### Photo-based referring expression data

========================================

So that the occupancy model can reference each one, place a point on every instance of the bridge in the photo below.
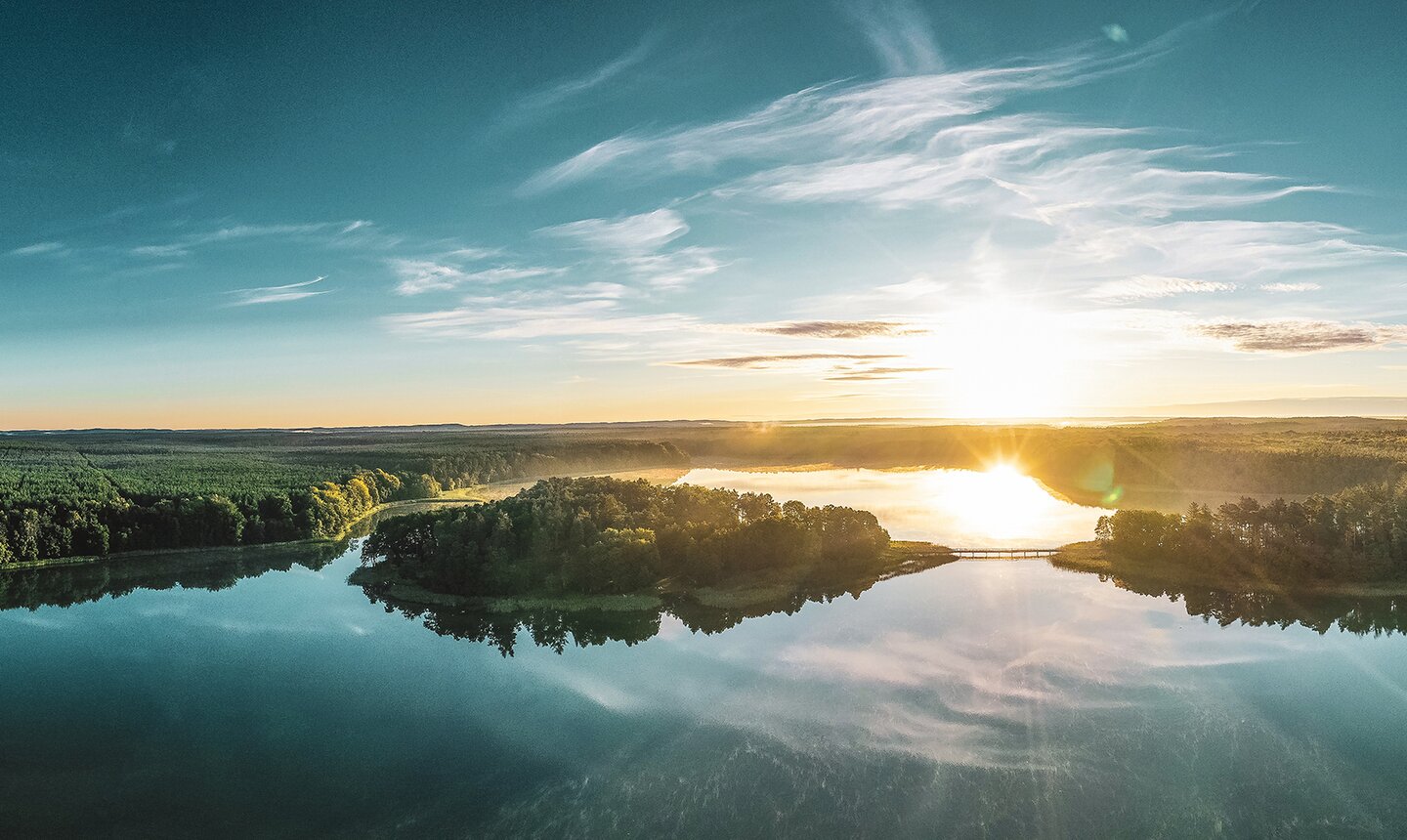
(1002, 553)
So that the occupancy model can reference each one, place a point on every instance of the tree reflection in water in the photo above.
(1265, 606)
(205, 568)
(585, 628)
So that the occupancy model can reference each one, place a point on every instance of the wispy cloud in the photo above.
(899, 34)
(876, 373)
(633, 233)
(38, 248)
(358, 232)
(673, 269)
(1296, 335)
(1289, 287)
(159, 251)
(836, 328)
(1153, 286)
(276, 294)
(491, 319)
(540, 103)
(418, 276)
(841, 120)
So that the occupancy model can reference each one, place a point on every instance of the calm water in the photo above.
(1006, 699)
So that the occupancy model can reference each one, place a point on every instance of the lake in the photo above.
(975, 699)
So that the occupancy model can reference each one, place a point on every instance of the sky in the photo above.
(266, 214)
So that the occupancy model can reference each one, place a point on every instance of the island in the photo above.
(605, 543)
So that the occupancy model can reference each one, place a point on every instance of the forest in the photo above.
(1358, 533)
(1089, 465)
(611, 536)
(102, 492)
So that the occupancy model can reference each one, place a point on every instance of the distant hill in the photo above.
(1289, 407)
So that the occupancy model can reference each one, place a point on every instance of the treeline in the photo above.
(1090, 465)
(1355, 535)
(610, 536)
(64, 527)
(1361, 615)
(134, 492)
(205, 570)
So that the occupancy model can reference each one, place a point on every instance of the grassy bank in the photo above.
(1093, 559)
(902, 558)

========================================

With the images excluded, reproduce the data above precisely as written.

So that the occupancy model can reference each one, place a point on every instance of the bridge in the photo below.
(1002, 553)
So that the occupancy model can reference each one, place a point on every instance of the tree reflection in water in the photo above.
(1265, 606)
(205, 568)
(585, 628)
So that the occupancy model can reference each one, place a point on every instance of the wispy cloud in the photo above.
(899, 34)
(876, 373)
(633, 233)
(38, 248)
(358, 232)
(673, 269)
(1296, 335)
(1289, 287)
(159, 251)
(836, 328)
(1153, 286)
(276, 294)
(491, 319)
(540, 103)
(418, 276)
(841, 120)
So that the occupancy model can reference each one, place a point on every instance of the calm water in the photo above.
(1006, 699)
So that the occupancy model can reference each one, place a point on every instance of the lake in the photo above.
(975, 699)
So that the occupancy model can reference each one, place a point on every instance of the sky in the photo above.
(266, 214)
So that the occupancy model can reference each one, place a point on every instance of the island in the photo above.
(605, 543)
So that the occupancy model can reference each one, place a point on every instance of the forest in the photo above.
(1358, 533)
(1089, 465)
(611, 536)
(102, 492)
So that the occupancy model can reference each one, place a point on every instance of the distant hill in the photo above.
(1289, 407)
So that the occupancy model can reference each one, place a point on every instance of the treeline in the photo above.
(1090, 465)
(1355, 535)
(610, 536)
(64, 527)
(1361, 615)
(134, 492)
(205, 570)
So that the occupancy model can reference each one, place a point on every instance of the grassy bank in the photo above.
(1093, 559)
(902, 558)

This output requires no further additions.